• **DATA IN THIS EXERCISE**
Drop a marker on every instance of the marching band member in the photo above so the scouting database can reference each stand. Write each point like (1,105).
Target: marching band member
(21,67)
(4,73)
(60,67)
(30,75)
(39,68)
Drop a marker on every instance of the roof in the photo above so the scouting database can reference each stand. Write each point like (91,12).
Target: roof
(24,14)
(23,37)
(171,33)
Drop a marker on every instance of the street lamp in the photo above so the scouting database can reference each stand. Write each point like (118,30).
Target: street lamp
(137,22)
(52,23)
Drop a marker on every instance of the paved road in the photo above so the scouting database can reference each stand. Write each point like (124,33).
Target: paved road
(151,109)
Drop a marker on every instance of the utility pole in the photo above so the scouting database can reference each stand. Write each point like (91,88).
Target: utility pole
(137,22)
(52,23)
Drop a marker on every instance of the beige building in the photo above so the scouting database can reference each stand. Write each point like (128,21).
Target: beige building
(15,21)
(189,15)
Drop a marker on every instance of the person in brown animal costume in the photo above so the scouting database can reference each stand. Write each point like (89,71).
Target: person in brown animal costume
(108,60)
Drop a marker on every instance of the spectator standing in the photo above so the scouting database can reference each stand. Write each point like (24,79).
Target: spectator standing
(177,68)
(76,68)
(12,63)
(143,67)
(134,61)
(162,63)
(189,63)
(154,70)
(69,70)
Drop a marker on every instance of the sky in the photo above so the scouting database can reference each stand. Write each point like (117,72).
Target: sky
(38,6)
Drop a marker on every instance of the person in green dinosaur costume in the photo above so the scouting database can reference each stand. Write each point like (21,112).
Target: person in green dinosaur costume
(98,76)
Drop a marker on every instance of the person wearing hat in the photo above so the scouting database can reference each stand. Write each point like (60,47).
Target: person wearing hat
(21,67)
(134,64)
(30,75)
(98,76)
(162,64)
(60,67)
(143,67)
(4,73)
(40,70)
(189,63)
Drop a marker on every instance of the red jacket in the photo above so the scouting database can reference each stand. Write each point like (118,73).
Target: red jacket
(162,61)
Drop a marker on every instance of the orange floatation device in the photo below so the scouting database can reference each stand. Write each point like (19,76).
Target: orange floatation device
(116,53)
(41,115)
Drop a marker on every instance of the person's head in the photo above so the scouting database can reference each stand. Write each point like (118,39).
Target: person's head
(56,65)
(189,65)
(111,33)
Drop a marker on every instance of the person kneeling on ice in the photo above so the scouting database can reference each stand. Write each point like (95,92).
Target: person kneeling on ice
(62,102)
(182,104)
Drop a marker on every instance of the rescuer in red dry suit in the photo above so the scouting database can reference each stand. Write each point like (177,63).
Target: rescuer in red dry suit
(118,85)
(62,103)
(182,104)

• **WORK REQUIRED**
Only one stretch of the data is wanted: the lines from the one with "Target: red jacket" through the last, repeated exactly.

• **SOLVED PROBLEM**
Target: red jacket
(162,61)
Drop a marker on every instance of the orange floatation device in the photo below so the scouting database can reference each stand. Write each point like (19,76).
Target: orange floatation device
(116,53)
(41,115)
Drop a marker on every instance of the person's head in the photo above so the scouting database can reference each stand. Write each point like (118,39).
Target: person's head
(56,65)
(189,65)
(111,33)
Drop a marker on every instance of the person kneeling on ice in the photo above so the scouting database can reference each stand. Write each point like (95,92).
Target: person kneeling on ice
(62,102)
(182,104)
Drop a marker on every instance of the rescuer in red dry suit in the photo above so the scouting database can reference each stand. Write each point like (177,63).
Target: rescuer in red dry suit
(118,85)
(62,103)
(182,104)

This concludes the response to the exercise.